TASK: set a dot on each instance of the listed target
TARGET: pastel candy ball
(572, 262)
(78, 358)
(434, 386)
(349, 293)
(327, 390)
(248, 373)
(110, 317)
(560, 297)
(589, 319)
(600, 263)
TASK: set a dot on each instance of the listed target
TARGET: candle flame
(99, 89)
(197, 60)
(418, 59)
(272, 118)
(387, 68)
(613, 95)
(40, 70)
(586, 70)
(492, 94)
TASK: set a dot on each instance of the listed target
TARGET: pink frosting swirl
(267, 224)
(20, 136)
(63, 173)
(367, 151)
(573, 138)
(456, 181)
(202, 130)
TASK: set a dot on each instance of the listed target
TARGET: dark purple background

==

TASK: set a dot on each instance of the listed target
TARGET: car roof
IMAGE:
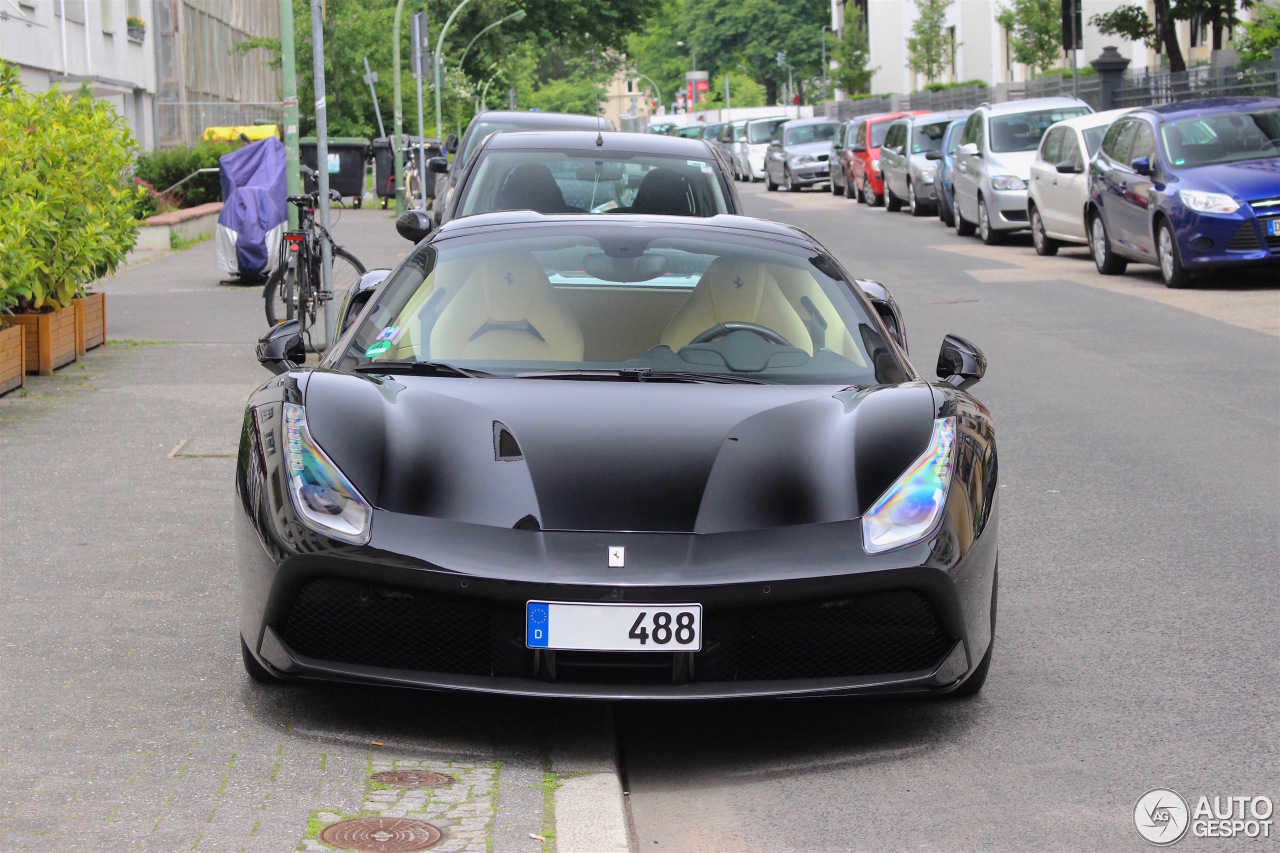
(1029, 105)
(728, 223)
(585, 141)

* * *

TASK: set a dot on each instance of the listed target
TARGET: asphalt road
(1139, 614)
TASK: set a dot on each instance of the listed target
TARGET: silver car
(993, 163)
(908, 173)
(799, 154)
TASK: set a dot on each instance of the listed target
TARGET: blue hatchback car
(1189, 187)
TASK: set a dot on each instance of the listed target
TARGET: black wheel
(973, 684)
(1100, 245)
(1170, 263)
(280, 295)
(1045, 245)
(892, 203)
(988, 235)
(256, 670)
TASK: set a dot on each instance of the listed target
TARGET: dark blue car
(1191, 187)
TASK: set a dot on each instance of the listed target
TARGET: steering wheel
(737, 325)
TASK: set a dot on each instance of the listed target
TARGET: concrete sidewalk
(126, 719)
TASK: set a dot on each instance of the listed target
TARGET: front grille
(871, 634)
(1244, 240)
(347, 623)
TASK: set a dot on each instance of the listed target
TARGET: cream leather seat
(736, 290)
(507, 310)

**Set exercise**
Pull out each line in the records above that contains the string "blue". Match its case.

**Solution to this problem**
TARGET: blue hatchback car
TARGET: dark blue car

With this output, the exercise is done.